» Trecho do texto:
|---|

Com o fim da Segunda Guerra Mundial, o primeiro impulso dos sobreviventes do Holocausto era retornar a seus antigos lares, recuperar pertences, encontrar familiares e retomar um ar de normalidade. Mas muitos deles descobriram que eram os únicos ou um dos poucos integrantes da família vivos. Suas casas podiam ter sido destruídas na guerra ou estar ocupadas por outras pessoas.   

Em julho de 1946, em um pogrom (ataque violento executado por setores da população civil) contra judeus sobreviventes do Holocausto em Kielce, na Polônia, 42 pessoas foram mortas e outras dezenas ficaram feridas. Somado à instabilidade política e econômica do pós-guerra, especialmente no Leste Europeu, uma parcela considerável dos sobreviventes decidiu que era preciso reconstruir suas vidas em outros lugares.

|---|

» Instruções: Copie, sem nenhuma alteração, a parte do trecho sobre os sobreviventes do Holocausto entre "Em julho de" e "em outros lugares.", inclusive. A listagem que vem depois é um material à parte, sem ligação com o trecho.

» Dados registrados:
|---|

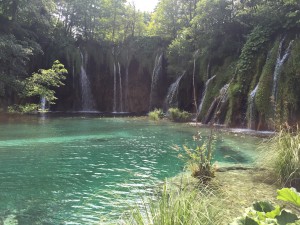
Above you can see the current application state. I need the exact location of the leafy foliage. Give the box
[176,131,215,183]
[167,108,191,122]
[24,60,68,104]
[125,183,222,225]
[148,109,164,121]
[230,188,300,225]
[261,125,300,189]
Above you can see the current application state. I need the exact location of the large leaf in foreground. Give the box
[277,188,300,207]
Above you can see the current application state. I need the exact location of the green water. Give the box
[0,117,258,225]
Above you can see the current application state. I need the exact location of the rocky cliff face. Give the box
[52,35,300,130]
[52,39,168,113]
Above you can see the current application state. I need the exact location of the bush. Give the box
[148,109,164,121]
[125,181,223,225]
[176,132,215,183]
[8,104,38,113]
[230,188,300,225]
[261,128,300,190]
[168,108,191,122]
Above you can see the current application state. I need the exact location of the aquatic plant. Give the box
[125,183,223,225]
[175,130,215,183]
[230,188,300,225]
[261,127,300,190]
[148,109,164,121]
[168,108,191,122]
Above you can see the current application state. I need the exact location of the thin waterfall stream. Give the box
[80,52,95,112]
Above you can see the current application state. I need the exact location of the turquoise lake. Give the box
[0,116,260,225]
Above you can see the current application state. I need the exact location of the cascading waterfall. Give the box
[202,84,230,124]
[149,53,163,110]
[40,96,47,112]
[193,50,199,112]
[80,52,95,112]
[248,84,258,129]
[113,62,123,112]
[272,38,294,106]
[165,72,185,110]
[113,62,117,112]
[124,50,130,111]
[197,75,216,117]
[118,62,123,112]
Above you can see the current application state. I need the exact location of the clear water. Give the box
[0,117,258,225]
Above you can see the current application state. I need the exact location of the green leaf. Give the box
[245,216,259,225]
[277,188,300,207]
[276,210,299,225]
[266,205,281,219]
[253,202,275,213]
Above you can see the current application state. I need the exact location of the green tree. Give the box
[24,60,68,104]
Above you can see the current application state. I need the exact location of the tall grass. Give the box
[125,181,222,225]
[260,128,300,190]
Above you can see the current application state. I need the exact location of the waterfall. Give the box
[193,49,199,112]
[113,62,123,112]
[272,38,294,105]
[118,62,123,112]
[124,50,130,112]
[197,75,216,116]
[40,96,47,112]
[113,62,117,112]
[248,84,258,129]
[80,52,95,112]
[165,72,185,109]
[149,53,163,110]
[202,84,230,124]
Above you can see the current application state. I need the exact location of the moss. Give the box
[255,41,279,121]
[199,57,236,119]
[255,40,279,123]
[277,39,300,123]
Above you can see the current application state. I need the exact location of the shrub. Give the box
[148,109,164,121]
[230,188,300,225]
[168,108,191,122]
[8,104,38,113]
[176,132,215,183]
[125,181,223,225]
[261,128,300,190]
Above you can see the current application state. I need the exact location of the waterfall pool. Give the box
[0,116,260,225]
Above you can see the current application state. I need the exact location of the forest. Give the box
[0,0,300,130]
[0,0,300,225]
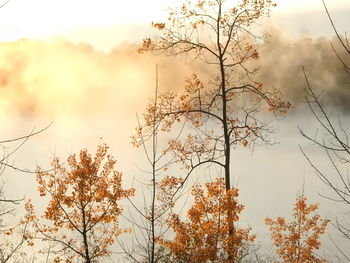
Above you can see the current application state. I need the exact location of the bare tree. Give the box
[299,0,350,262]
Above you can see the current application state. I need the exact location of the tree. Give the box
[140,0,290,190]
[26,144,134,263]
[140,0,290,260]
[265,195,329,263]
[160,179,255,263]
[123,65,178,263]
[300,1,350,261]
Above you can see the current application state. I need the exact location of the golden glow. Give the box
[0,0,350,43]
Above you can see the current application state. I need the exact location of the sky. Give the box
[0,0,350,262]
[0,0,350,51]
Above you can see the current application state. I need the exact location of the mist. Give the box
[0,28,350,260]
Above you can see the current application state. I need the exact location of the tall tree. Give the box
[140,0,290,190]
[26,145,134,263]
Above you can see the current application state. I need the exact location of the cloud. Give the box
[258,29,350,112]
[0,29,350,124]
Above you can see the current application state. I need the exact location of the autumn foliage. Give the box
[26,145,134,263]
[160,179,255,263]
[265,196,329,263]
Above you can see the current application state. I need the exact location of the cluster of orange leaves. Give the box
[25,144,134,262]
[265,196,329,263]
[159,179,255,263]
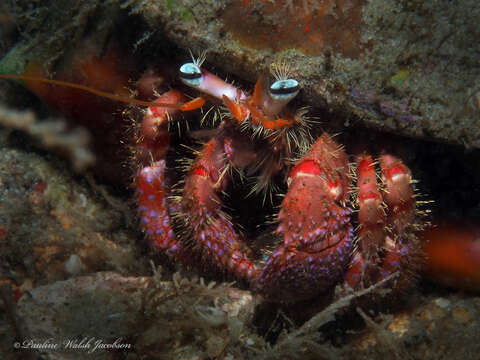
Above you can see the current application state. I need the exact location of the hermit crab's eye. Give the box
[180,63,202,87]
[270,79,300,101]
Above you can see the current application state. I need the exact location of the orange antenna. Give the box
[0,74,204,111]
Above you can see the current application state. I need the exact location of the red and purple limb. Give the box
[258,135,354,301]
[346,155,419,289]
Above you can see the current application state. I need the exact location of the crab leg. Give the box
[136,90,192,261]
[346,155,417,289]
[258,134,353,302]
[181,136,258,279]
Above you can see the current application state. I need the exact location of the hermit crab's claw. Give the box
[258,134,354,302]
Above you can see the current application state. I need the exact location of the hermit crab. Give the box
[135,55,422,303]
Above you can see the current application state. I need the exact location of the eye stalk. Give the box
[179,63,202,87]
[270,79,300,101]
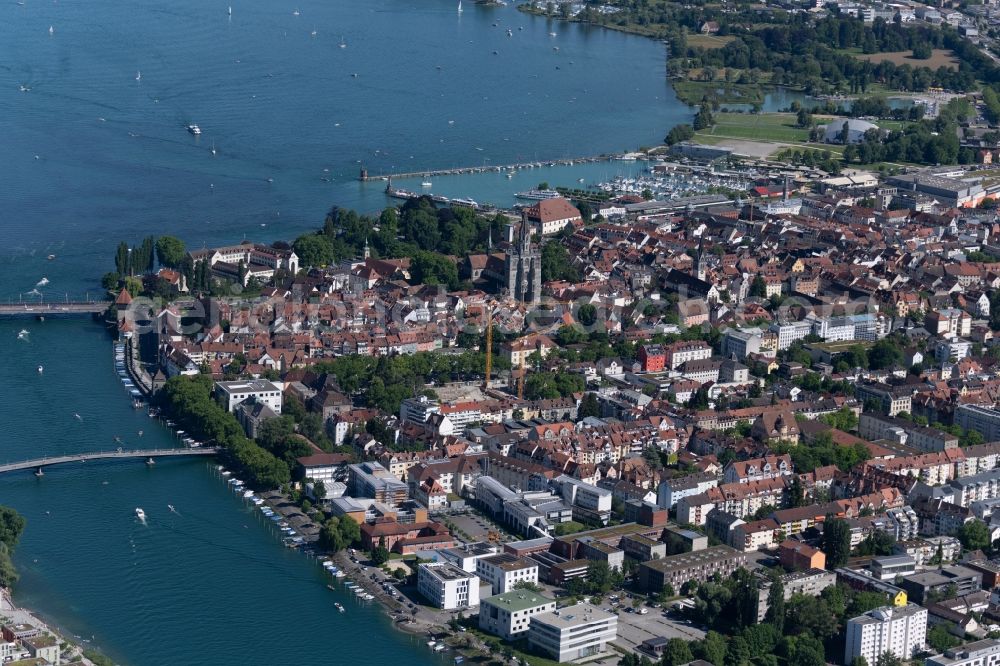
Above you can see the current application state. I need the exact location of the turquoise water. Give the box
[0,321,443,665]
[0,0,691,665]
[0,0,691,299]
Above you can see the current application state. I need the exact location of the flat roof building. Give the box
[844,604,927,664]
[639,546,747,592]
[479,590,556,641]
[528,604,618,661]
[417,562,479,610]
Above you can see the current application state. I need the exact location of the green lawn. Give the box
[698,113,809,143]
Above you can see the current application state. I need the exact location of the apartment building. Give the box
[417,562,479,610]
[844,604,927,664]
[639,546,747,592]
[215,379,282,415]
[476,553,538,594]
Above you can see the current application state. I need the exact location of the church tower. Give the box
[505,211,542,303]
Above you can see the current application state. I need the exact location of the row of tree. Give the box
[155,375,291,489]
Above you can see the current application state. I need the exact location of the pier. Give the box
[0,446,222,476]
[0,301,111,319]
[358,155,616,181]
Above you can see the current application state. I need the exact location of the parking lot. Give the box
[615,607,705,650]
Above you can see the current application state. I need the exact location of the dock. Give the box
[358,155,622,182]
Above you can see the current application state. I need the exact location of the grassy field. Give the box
[853,49,958,69]
[687,34,736,49]
[698,113,809,143]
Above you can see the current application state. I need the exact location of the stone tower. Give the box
[505,211,542,303]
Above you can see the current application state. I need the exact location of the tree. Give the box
[875,650,903,666]
[660,638,694,666]
[0,506,27,550]
[156,236,185,268]
[0,542,19,588]
[576,393,601,419]
[292,234,333,268]
[822,518,851,569]
[695,631,728,666]
[372,537,389,567]
[576,303,597,326]
[764,577,785,634]
[868,338,903,370]
[927,622,962,653]
[663,123,694,146]
[586,560,611,594]
[958,519,990,550]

|---|

» Resultado:
Em julho de 1946, em um pogrom (ataque violento executado por setores da população civil) contra judeus sobreviventes do Holocausto em Kielce, na Polônia, 42 pessoas foram mortas e outras dezenas ficaram feridas. Somado à instabilidade política e econômica do pós-guerra, especialmente no Leste Europeu, uma parcela considerável dos sobreviventes decidiu que era preciso reconstruir suas vidas em outros lugares.